• [Written problem A]:
Reproduce the failure-handling text word for word over the stretch from "def should_retry(self, exception: Exception, attempt: int)" through "delay = calculate_delay(attempt, self.config)".
• [Written problem B]:
Pick up the failure-handling text after its last line and keep writing it.

• [Document text]:
Handling Different Failure Types

Transient vs Permanent Errors

class RetryableError(Exception):
    """Transient errors that should be retried."""
    pass

class NonRetryableError(Exception):
    """Permanent errors that should not be retried."""
    pass

class ServiceUnavailableError(RetryableError):
    pass

class TimeoutError(RetryableError):
    pass

class RateLimitError(RetryableError):
    def __init__(self, retry_after: float = 60.0):
        self.retry_after = retry_after
        super().__init__(f"Rate limited, retry after {retry_after}s")

class ValidationError(NonRetryableError):
    pass

class AuthenticationError(NonRetryableError):
    pass

class NotFoundError(NonRetryableError):
    pass


class SmartRetryHandler:
    def __init__(self, config: RetryConfig):
        self.config = config
    
    def should_retry(self, exception: Exception, attempt: int) -> tuple[bool, float]:
        if attempt >= self.config.max_attempts:
            return False, 0
        
        if isinstance(exception, NonRetryableError):
            return False, 0
        
        if isinstance(exception, RateLimitError):
            return True, exception.retry_after
        
        if isinstance(exception, RetryableError):
            delay = calculate_delay(attempt, self.config)

• [Dataset section]:

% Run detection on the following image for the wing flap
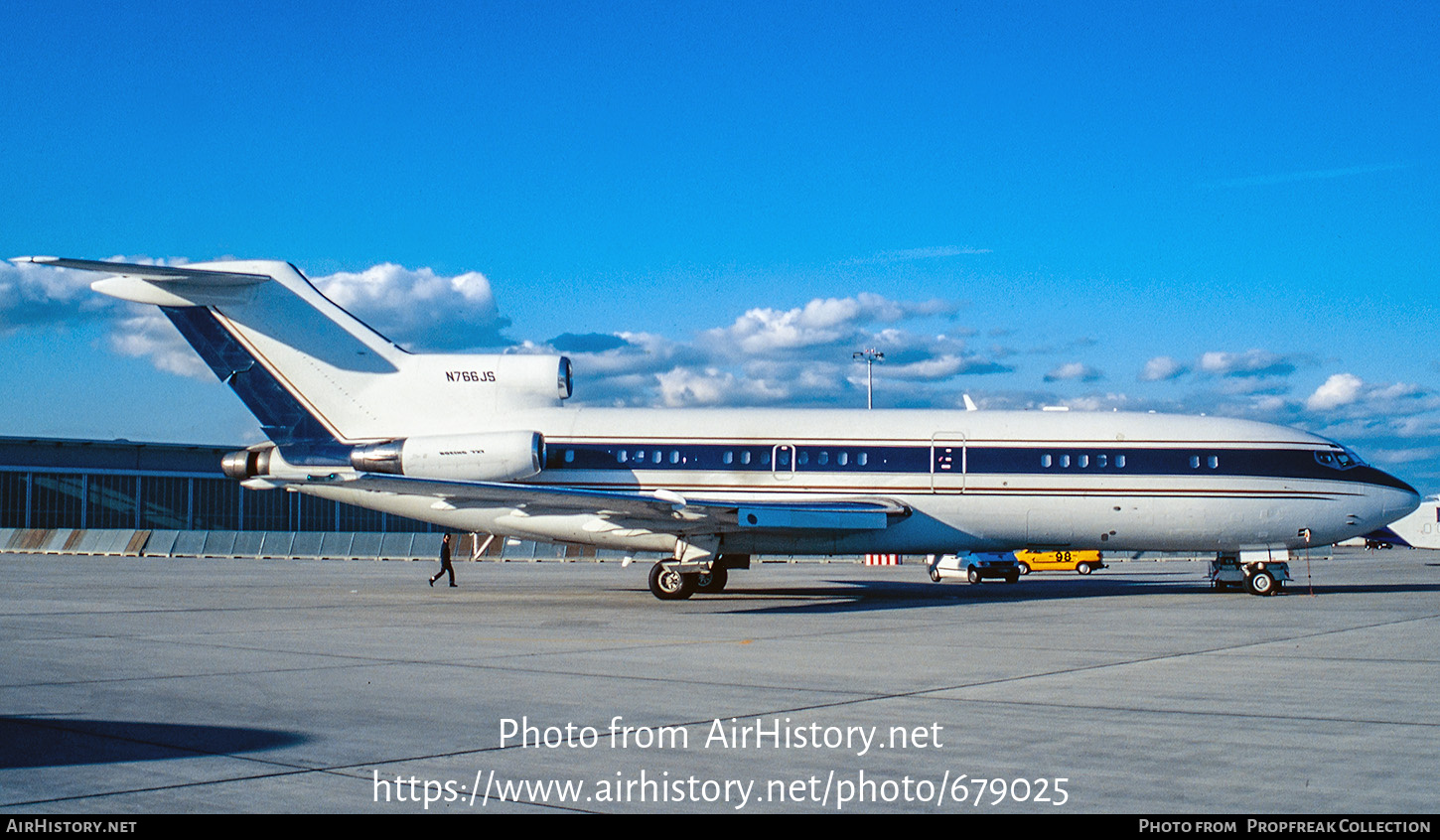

• [Exercise response A]:
def should_retry(self, exception: Exception, attempt: int) -> tuple[bool, float]:
        if attempt >= self.config.max_attempts:
            return False, 0
        
        if isinstance(exception, NonRetryableError):
            return False, 0
        
        if isinstance(exception, RateLimitError):
            return True, exception.retry_after
        
        if isinstance(exception, RetryableError):
            delay = calculate_delay(attempt, self.config)

• [Exercise response B]:
            return True, delay
        
        if isinstance(exception, (TimeoutError, ConnectionError)):
            delay = calculate_delay(attempt, self.config)
            return True, delay
        
        return True, calculate_delay(attempt, self.config)

HTTP-Specific Retry Logic

import aiohttp

class HTTPRetryConfig:
    def __init__(
        self,
        max_attempts: int = 3,
        retry_on_status: Tuple[int, ...] = (429, 500, 502, 503, 504),
        retry_on_timeout: bool = True,
        **backoff_kwargs
    ):
        self.max_attempts = max_attempts
        self.retry_on_status = retry_on_status
        self.retry_on_timeout = retry_on_timeout
        self.backoff = RetryConfig(max_attempts=max_attempts, **backoff_kwargs)


async def fetch_with_retry(
    session: aiohttp.ClientSession,
    url: str,
    config: HTTPRetryConfig = None,
    **kwargs
) -> aiohttp.ClientResponse:
    config = config or HTTPRetryConfig()
    last_exception = None
    
    for attempt in range(config.max_attempts):
        try:
            async with session.get(url, **kwargs) as response:
                if response.status in config.retry_on_status:
                    if attempt < config.max_attempts - 1:
                        delay = calculate_delay(attempt, config.backoff)
                        if "Retry-After" in response.headers:
                            delay = float(response.headers["Retry-After"])
                        await asyncio.sleep(delay)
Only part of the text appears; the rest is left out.